- [DATA SECTION]:

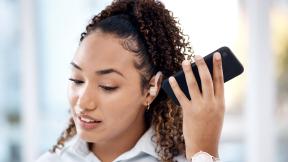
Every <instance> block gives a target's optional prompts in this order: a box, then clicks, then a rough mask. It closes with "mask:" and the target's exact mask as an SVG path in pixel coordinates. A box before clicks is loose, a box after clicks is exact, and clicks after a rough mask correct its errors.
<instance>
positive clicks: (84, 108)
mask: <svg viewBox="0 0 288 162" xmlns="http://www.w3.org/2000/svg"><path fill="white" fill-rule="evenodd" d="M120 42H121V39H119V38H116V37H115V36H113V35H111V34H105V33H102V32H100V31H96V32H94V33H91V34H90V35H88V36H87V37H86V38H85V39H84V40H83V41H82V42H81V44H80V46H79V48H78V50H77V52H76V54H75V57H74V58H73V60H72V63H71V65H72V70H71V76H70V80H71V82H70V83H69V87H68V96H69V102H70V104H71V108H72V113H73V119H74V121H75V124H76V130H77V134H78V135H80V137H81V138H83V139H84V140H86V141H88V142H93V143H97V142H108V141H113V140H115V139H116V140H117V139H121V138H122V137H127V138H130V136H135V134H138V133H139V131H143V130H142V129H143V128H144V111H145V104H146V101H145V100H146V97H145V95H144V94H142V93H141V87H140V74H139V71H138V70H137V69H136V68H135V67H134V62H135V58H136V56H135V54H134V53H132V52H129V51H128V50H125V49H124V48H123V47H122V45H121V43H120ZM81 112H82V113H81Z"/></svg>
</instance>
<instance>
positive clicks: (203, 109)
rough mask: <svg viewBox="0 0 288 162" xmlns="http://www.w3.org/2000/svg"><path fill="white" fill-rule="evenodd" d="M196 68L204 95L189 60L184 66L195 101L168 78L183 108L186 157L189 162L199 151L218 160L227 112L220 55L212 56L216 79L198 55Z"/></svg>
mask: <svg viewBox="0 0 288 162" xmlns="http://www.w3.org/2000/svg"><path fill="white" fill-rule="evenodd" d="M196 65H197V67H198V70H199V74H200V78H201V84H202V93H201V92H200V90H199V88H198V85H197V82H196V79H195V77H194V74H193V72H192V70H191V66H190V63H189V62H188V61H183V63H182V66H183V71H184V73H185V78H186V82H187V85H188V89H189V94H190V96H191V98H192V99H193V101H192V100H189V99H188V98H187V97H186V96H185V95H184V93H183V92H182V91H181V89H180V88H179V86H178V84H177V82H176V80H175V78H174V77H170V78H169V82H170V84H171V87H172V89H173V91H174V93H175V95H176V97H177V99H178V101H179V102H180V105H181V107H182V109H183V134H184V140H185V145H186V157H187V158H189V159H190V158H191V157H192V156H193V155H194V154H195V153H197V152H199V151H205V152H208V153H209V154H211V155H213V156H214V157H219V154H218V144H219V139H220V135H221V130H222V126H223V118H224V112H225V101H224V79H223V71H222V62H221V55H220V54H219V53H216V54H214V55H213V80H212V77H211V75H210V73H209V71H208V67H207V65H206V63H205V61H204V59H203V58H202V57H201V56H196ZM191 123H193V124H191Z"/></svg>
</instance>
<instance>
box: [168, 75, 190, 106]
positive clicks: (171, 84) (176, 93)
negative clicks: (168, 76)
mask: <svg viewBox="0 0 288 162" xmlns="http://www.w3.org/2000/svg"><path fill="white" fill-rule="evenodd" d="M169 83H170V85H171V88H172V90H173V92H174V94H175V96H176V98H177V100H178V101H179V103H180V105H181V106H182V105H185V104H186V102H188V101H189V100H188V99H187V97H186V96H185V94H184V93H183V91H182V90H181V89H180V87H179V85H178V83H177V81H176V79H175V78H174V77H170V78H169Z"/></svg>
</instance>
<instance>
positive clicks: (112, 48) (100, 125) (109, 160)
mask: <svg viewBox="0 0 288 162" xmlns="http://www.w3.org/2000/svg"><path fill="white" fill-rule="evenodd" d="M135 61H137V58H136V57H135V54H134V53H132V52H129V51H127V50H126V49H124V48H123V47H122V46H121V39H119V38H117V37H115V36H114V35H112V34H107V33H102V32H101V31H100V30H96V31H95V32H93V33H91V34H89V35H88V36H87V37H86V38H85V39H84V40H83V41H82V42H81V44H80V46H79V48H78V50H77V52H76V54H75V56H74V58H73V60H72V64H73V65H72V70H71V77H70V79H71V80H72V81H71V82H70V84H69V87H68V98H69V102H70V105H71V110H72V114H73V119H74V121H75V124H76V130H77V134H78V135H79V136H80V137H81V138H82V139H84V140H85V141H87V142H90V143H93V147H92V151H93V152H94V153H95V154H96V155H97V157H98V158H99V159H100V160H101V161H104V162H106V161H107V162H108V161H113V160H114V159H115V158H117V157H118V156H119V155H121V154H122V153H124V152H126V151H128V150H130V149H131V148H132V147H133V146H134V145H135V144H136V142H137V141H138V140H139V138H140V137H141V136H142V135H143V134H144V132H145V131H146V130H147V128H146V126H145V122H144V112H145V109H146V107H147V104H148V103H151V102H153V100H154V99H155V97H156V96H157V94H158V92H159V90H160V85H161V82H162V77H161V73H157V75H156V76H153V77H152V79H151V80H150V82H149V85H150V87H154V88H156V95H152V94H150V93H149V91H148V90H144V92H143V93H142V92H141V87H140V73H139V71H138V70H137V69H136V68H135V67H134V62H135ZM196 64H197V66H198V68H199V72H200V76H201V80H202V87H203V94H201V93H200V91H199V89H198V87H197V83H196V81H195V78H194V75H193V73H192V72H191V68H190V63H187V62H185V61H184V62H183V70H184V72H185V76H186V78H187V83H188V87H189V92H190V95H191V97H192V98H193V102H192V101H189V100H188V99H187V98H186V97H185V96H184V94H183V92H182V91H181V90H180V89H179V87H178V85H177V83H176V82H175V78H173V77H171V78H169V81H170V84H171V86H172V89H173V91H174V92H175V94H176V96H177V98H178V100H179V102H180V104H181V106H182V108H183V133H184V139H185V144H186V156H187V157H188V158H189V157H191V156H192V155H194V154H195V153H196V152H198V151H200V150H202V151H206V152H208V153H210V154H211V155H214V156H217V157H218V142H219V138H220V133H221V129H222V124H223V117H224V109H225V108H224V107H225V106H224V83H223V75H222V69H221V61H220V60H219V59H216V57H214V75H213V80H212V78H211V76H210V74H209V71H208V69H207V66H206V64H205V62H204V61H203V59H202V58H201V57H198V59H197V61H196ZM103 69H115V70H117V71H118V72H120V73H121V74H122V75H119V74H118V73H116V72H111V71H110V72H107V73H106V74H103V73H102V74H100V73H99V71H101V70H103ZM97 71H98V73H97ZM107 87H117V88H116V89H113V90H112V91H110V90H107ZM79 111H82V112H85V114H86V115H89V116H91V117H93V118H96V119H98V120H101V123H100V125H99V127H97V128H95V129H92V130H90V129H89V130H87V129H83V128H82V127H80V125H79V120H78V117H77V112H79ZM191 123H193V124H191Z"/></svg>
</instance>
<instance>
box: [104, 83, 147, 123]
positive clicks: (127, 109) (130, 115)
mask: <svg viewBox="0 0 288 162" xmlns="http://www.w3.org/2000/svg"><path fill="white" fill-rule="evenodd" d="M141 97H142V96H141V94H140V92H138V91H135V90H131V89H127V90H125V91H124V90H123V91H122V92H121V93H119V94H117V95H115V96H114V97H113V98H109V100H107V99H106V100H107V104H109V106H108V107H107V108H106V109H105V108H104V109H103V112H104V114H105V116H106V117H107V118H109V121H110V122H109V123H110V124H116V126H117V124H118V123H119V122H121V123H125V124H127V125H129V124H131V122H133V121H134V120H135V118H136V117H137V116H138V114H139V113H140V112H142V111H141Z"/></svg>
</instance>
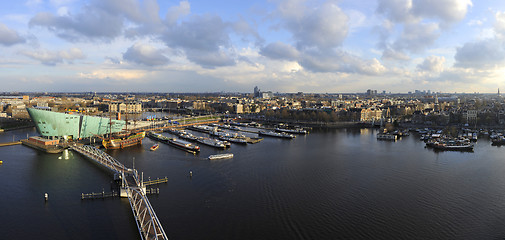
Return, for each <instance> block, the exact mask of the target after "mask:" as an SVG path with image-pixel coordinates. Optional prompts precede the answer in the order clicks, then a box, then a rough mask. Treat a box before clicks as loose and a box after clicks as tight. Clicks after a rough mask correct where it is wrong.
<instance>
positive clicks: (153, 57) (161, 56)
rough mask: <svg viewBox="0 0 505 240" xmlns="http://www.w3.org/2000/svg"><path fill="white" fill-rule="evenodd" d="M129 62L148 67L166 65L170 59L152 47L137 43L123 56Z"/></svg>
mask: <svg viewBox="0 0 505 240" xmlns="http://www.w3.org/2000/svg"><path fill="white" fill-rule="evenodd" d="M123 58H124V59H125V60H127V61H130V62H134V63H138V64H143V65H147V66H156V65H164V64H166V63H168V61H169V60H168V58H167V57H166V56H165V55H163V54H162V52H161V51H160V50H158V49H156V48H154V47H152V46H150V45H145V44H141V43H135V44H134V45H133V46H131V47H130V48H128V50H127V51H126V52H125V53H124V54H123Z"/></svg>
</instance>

- [WHAT IS REQUIRED]: Reproduce the material word for word, from its beginning through the line containing "positive clicks: (84, 108)", with both ends included. Leave the pictures out.

- [EXERCISE RESPONSE]:
Every <instance> block gives a target's optional prompts in this order: a box, then clicks, then a rough mask. It closes with "mask:" and the target's exact mask as an SVG path in pixel coordinates. A box before clicks is loose, a box after clicks is exact, and clicks after a rough mask correct its errors.
<instance>
positive clicks: (84, 108)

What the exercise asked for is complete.